AIM OF THE TASK -> Quote the entries below word for word, from the line with "If you could pin the black dress" to the line with "(1323, 294)", including both of those lines.

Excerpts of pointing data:
▬▬▬▬▬▬▬▬▬▬
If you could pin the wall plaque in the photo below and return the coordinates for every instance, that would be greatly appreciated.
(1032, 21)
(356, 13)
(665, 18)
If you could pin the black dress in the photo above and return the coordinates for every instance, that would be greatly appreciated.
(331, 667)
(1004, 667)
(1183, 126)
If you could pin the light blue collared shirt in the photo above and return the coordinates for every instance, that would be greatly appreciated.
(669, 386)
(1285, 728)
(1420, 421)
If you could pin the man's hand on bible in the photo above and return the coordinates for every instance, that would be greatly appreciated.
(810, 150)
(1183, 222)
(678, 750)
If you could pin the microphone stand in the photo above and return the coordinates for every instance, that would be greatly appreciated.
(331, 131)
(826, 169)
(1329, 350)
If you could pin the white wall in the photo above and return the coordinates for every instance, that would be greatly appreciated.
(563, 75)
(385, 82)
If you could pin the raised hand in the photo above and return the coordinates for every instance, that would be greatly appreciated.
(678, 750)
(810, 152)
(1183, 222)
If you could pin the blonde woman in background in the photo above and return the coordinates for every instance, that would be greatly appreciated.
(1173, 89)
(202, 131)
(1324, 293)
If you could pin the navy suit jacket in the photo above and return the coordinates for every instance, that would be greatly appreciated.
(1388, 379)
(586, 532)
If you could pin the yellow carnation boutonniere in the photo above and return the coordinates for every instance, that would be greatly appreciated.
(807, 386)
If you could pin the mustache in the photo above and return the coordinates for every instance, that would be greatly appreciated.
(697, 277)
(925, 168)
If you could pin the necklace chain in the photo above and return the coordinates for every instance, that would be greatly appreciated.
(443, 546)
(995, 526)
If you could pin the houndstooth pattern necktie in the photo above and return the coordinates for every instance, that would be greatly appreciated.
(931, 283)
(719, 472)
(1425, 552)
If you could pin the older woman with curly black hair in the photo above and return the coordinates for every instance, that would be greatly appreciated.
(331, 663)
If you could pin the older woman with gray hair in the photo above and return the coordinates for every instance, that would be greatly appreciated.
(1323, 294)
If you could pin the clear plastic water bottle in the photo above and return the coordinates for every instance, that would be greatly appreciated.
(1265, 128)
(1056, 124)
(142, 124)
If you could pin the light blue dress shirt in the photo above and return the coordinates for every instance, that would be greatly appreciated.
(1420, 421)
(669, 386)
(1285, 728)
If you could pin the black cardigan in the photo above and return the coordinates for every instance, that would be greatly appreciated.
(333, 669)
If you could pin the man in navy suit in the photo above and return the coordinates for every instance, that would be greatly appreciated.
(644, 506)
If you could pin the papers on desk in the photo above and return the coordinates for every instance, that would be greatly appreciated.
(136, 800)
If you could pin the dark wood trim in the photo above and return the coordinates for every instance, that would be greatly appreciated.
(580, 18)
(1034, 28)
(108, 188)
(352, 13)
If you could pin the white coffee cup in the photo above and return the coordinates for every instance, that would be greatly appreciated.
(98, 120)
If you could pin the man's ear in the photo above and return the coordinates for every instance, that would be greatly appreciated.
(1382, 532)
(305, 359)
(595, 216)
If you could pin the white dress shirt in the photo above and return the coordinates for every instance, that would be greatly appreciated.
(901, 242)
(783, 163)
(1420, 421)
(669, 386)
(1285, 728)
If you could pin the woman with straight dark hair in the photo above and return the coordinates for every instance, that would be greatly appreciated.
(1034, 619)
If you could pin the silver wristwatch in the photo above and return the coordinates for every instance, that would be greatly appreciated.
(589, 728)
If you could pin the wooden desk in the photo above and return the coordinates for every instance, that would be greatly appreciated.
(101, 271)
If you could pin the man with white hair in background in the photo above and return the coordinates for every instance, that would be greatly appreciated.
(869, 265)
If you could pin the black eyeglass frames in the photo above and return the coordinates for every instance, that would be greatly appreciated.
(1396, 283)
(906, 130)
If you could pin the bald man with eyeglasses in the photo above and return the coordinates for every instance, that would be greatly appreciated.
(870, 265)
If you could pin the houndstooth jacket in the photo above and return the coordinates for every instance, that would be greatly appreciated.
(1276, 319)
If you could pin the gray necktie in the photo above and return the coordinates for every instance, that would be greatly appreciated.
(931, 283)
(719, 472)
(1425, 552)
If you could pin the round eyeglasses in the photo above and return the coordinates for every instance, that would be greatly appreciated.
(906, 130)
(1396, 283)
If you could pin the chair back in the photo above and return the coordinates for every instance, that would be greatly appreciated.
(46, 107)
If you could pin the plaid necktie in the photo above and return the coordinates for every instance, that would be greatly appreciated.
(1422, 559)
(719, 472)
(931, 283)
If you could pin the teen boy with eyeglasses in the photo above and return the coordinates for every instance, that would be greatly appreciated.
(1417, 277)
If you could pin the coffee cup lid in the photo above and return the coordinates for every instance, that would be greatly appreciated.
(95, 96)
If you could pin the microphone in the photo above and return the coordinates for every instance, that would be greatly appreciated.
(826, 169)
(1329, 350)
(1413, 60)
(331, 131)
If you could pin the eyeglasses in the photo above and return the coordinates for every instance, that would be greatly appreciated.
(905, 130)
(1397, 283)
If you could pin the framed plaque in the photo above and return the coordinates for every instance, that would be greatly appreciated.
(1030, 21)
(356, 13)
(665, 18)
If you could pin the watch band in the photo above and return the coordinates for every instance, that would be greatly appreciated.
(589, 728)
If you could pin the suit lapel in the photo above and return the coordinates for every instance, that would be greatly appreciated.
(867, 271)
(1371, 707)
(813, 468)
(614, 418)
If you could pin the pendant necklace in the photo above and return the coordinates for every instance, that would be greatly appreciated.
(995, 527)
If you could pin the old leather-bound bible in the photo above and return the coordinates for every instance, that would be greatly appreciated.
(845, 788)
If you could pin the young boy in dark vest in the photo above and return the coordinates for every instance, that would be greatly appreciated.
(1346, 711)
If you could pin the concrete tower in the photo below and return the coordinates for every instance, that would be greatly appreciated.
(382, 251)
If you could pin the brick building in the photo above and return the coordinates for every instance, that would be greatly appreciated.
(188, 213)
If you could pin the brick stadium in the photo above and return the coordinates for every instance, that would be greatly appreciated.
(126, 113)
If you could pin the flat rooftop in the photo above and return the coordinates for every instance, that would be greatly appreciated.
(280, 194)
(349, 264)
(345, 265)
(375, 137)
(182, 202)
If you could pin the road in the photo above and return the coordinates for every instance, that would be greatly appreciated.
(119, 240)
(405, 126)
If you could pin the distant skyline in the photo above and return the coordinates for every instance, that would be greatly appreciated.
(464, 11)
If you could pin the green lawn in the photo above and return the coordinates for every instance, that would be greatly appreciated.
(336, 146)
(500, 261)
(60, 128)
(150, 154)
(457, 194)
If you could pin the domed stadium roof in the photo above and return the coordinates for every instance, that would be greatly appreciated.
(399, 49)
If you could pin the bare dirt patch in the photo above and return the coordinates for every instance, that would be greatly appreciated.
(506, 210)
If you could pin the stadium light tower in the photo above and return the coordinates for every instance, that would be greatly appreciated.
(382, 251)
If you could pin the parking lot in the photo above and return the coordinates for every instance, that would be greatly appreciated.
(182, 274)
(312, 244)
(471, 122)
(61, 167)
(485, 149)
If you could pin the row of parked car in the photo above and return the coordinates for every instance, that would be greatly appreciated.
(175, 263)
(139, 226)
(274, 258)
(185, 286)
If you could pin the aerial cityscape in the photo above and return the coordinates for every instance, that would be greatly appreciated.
▬▬▬▬▬▬▬▬▬▬
TASK SOLUTION ->
If you could pin the black dress in the photo above and return the coordinates for every instance, that would be greatly appreciated.
(331, 667)
(1004, 667)
(1183, 126)
If you could pin the light blue collared shirt in the photo above and return the coordinates for every instance, that would be greatly appreciated.
(669, 386)
(1285, 728)
(1420, 421)
If you could pin the man's hand on bible in the photo above and return the coordinates for every instance, that would be greatly appreciated.
(810, 150)
(1183, 222)
(678, 750)
If you could pin the microphone stand in the photo above and return the coordinates for every instance, that would be greatly appreciated.
(331, 131)
(826, 169)
(1329, 350)
If you could pin the white wall in the photo above and return the coordinates for every instance, that would be greatly appreciated.
(563, 75)
(385, 82)
If you could pin the raised hand in the photo above and return the coordinates for every instance, that would be greatly appreciated.
(678, 750)
(810, 152)
(1183, 222)
If you could pin the blonde woman in background in the photo above and return the coordinates for every instance, that would be greatly appreciated.
(1173, 89)
(202, 131)
(1324, 293)
If you could pin the navy suit jacket in the photo above and return the coordinates for every instance, that would be greatly appreciated.
(1388, 379)
(586, 532)
If you could pin the yellow carnation boutonniere in the photo above and return the coordinates for every instance, that would be greatly appreciated.
(807, 386)
If you could pin the mustache in the photo above and return the coordinates for every instance, that would be greatly appreciated.
(697, 277)
(925, 168)
If you could pin the necklace chain in the photo above and return the coordinates for every instance, that would be greatly appreciated.
(443, 546)
(995, 526)
If you could pin the houndstooth pattern necktie in the photo above and return the coordinates for every instance, that would be greatly appreciated.
(931, 283)
(719, 472)
(1425, 552)
If you could pin the older woman with curly black hair in the photo above and return the coordinates for every instance, that would be greatly appreciated.
(331, 663)
If you could pin the older woman with gray hair in the photo above and return the coordinates for every instance, that would be greatly appreciated.
(1323, 294)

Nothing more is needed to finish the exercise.